Head over here to look at Battery Testers.
Pack fire starter: Most parks have a cut no, pick no law. This means you are not allowed to gather firewood, pine needles or anything else you could potentially use for campfires.
Head over here to look at Firestarter
Don’t leave stuff out in the campsite, things get stolen and misplaced. I can’t count the number of times that I have responded to a theft in a campsite only to find someone who left their ice chest outside unattended overnight. Raccoons are very smart and can open ice chests for a free meal and local teens have figured out that it’s much easier to walk through a campground at night rummaging through ice chests than trying to find someone and money for beer.
Never bring food inside your tent! The smell lasts a lot longer than you realize. Animals like bears can still smell it and who really wants to curl up with a bear inside their tent?
Make sure your tent will fit in the campsite. I have worked at two older parks that were built during the CCC (Civilian Conservation Corps) era from 1933 to 1942. Camping during this time typically included one car and one small tent and was never designed for today’s Coleman 10 person Instant Cabin Tent sold at Costco with a whopping 140 sq. feet. If you have a larger tent then you should first check if the campsite will accommodate a large tent.
Know what time sunset is! It is your responsibility to give yourself enough time to make it back to your camp before it gets dark. Each year in late July and August people tend to go out for a hike and it gets dark on them much quicker than they expected. This happens as people forget that sunset comes much faster after the summer solstice around June 21st. Most people are also not used to being in the great outdoors at night and begin hearing every animal that is out to eat them, the Texas Chainsaw Massacre and the Woods are Alive as they grab their cell phones calling 911 begging to be rescued by the Park Ranger! The first question from the 911 operator is what is your location? This answer is often yelled back outdoors with the bears and mountain lions! It is also important that you carry the 10 essentials listed below.
Carry the 10 Essentials! I encourage everyone to carry the 10 essentials with them anytime they head outdoors. It’s the one thing you hope to never need but will also be your best friend if the occasion arises and you do need it. Click here for a list of the 10 essentials you should have with you camping!
I hope these tips help you have an amazing time in the park! Don’t forget to say hi to the park rangers and ask for their tips! Trust me we all know a lot of tips about our parks and are happy to give you the inside info.

▸ EXCERPTED RECORDS:

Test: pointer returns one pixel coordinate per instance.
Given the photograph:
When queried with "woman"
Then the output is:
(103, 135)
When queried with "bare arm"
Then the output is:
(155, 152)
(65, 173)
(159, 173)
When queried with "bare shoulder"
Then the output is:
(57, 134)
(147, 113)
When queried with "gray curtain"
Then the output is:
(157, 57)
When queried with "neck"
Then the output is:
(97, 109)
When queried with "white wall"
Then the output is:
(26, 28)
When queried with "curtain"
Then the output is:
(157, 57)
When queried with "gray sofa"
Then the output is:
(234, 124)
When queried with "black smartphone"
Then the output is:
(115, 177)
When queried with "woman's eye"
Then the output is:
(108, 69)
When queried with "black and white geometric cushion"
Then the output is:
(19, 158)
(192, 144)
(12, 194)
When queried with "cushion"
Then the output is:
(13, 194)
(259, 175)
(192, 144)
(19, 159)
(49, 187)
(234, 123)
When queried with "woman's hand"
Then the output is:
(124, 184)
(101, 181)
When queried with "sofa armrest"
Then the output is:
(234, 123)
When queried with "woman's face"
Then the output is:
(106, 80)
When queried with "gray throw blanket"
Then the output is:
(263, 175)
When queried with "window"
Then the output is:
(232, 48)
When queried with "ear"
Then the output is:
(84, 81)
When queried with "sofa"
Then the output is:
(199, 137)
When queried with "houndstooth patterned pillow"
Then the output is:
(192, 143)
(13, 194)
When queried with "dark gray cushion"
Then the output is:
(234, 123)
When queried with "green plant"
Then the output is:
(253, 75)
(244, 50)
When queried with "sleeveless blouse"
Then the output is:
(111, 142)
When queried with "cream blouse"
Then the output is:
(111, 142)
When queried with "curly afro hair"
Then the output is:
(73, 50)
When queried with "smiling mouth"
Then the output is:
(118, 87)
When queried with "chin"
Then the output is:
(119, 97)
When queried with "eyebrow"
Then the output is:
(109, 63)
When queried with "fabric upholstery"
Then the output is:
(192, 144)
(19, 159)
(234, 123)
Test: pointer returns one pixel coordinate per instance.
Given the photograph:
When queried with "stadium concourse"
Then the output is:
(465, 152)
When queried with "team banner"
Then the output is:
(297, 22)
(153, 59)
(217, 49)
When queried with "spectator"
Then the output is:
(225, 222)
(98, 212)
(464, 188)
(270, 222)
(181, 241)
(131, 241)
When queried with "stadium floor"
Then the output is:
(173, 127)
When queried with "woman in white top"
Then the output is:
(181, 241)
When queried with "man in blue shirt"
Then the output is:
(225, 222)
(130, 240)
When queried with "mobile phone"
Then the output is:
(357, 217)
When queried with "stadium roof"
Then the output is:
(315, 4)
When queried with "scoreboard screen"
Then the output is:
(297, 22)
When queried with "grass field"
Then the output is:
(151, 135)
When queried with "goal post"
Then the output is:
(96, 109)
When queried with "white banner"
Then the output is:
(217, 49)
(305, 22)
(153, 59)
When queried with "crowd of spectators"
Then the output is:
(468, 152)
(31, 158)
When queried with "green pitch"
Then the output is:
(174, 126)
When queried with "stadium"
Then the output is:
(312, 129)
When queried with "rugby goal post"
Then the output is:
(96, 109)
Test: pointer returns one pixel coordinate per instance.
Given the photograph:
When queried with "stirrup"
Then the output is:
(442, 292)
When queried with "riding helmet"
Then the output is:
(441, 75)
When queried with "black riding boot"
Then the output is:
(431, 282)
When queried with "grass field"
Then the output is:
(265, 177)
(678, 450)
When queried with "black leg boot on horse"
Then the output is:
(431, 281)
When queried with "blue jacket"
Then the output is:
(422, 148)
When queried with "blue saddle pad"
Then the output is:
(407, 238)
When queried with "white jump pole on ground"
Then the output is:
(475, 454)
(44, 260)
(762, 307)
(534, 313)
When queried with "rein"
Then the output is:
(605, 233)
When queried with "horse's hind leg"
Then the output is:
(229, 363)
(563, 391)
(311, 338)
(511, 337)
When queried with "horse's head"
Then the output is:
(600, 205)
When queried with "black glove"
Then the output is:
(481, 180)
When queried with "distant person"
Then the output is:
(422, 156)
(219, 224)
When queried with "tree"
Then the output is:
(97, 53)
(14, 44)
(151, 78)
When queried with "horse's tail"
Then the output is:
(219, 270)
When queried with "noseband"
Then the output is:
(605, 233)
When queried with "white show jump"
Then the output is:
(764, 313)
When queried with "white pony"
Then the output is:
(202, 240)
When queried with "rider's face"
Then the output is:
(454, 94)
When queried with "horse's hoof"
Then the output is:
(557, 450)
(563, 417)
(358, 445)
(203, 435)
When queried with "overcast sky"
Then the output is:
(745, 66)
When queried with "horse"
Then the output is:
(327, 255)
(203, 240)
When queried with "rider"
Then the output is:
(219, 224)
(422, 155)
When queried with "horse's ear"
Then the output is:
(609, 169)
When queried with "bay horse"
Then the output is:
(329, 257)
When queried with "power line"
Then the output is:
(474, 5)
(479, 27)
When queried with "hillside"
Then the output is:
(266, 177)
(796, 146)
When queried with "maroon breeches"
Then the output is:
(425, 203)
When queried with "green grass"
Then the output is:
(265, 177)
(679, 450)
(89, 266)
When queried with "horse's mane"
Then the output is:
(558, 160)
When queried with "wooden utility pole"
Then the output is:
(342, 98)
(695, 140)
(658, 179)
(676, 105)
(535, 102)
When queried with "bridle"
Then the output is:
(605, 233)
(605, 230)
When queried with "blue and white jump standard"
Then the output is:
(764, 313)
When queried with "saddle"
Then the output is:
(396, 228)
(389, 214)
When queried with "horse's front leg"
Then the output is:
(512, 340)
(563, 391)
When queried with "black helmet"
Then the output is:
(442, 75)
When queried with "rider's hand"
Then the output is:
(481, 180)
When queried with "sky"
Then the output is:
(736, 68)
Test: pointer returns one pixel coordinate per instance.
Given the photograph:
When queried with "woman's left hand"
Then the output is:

▸ EXERCISE DIRECTIONS:
Answer these questions from the camping tips.
1. Which years does the text give for the CCC era?
2. Which animals can open ice chests for a free meal?
3. Around what date does the summer solstice fall?

▸ ANSWER BOX:
1. 1933 to 1942
2. Raccoons
3. June 21st